• [ASSIGNMENT] Would you print out every entry exactly as given?

___ EXTRACTED MATERIAL ___

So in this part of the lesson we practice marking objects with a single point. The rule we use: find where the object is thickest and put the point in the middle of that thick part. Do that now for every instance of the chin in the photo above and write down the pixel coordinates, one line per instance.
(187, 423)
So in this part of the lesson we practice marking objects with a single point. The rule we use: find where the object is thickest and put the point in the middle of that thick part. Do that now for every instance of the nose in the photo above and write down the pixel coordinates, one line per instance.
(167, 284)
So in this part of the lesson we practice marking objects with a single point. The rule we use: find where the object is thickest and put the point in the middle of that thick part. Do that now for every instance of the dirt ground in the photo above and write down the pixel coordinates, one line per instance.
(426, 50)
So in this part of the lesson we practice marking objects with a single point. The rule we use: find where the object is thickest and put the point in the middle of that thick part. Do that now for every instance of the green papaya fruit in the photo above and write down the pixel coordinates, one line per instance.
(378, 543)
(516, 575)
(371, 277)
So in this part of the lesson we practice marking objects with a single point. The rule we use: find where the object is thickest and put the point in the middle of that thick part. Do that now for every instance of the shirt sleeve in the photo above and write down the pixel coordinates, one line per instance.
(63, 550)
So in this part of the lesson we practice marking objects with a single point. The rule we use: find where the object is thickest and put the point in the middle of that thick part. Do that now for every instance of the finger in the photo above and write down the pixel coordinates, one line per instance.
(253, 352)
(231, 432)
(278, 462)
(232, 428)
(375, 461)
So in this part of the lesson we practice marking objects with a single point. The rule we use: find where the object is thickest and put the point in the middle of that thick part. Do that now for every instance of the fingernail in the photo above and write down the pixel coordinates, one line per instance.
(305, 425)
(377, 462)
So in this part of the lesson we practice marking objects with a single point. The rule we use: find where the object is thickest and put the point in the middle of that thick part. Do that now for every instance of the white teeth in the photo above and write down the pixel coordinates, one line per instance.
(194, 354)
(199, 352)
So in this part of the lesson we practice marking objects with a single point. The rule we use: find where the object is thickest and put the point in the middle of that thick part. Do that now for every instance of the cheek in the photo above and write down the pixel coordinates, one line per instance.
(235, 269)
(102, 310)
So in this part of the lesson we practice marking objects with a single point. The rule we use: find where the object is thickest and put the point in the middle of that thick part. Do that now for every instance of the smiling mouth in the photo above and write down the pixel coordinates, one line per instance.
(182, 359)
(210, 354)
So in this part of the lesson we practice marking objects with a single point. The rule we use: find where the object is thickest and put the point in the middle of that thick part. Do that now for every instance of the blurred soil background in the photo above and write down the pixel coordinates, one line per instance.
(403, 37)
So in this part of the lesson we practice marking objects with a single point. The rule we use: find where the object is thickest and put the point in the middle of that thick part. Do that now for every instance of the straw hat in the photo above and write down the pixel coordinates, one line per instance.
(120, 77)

___

• [YOUR RESPONSE]
So in this part of the lesson we practice marking objects with a single point. The rule we use: find where the object is thickest and put the point in the middle of that thick part. Do that now for every instance of the chin in the photo above and write down the pixel coordinates, one line per instance.
(187, 423)
So in this part of the lesson we practice marking objects with a single point. The rule we use: find where the object is thickest and put the point in the middle of that thick part. Do that now for every instance of the nose in the photo above and write down the pixel coordinates, one line per instance.
(167, 284)
So in this part of the lesson we practice marking objects with a single point. The rule we use: find where the object is thickest and put the point in the middle of that thick part. Do that now for every instance of the dirt ground in the photo above and write down the pixel coordinates, one line per instance.
(426, 50)
So in this part of the lesson we practice marking objects with a single point. The rule we use: find where the object is thickest and put the point in the middle of that thick part. Do that now for every instance of the green papaya fruit in the photo above and write down the pixel coordinates, one line per instance.
(378, 543)
(516, 575)
(371, 277)
So in this part of the lesson we practice marking objects with a single point. The rule we use: find where the object is thickest and put the point in the middle of that thick part. Do that now for every instance of the shirt sleeve in the photo above and write down the pixel coordinates, one line per instance.
(63, 550)
So in this part of the lesson we practice marking objects with a single point. The rule we use: find where the object is thickest and put the point in the middle of that thick part. Do that now for every instance of the finger in the photo above and write down the pixel coordinates, one line per instance.
(253, 352)
(231, 432)
(278, 462)
(232, 428)
(375, 461)
So in this part of the lesson we practice marking objects with a single point. The rule we use: find where the object is thickest and put the point in the middle of that thick part. Do that now for every instance of the fingernail in the photo above and write down the pixel coordinates, one line per instance.
(305, 425)
(377, 462)
So in this part of the lesson we practice marking objects with a single point. The rule we use: find where the object is thickest and put the point in the middle of that thick part. Do that now for every instance of the white teeth in the photo above and write down the pixel coordinates, one line per instance.
(194, 354)
(199, 352)
So in this part of the lesson we practice marking objects with a single point. The rule we use: find where the object is thickest and put the point in the middle of that thick part. Do that now for every instance of the cheek in the photo above and write down the pixel coordinates, one line per instance.
(235, 269)
(102, 310)
So in this part of the lesson we practice marking objects with a single point. The rule we use: find where the object is thickest and put the point in the middle of that thick part. Do that now for every instance of the smiling mouth in the photo above and write down the pixel coordinates, one line per instance.
(182, 359)
(210, 354)
So in this part of the lesson we practice marking objects with a single point. The rule we use: find where the object is thickest and put the point in the middle of that thick part. Do that now for every instance of the blurred soil background in the photo above and write down the pixel coordinates, one line per instance.
(403, 37)
So in this part of the lesson we practice marking objects with a single point. The rule we use: find where the object is thickest and put the point in the middle of that thick part. Do that now for every instance of the straw hat in the photo above and write down the pixel coordinates, one line per instance.
(120, 77)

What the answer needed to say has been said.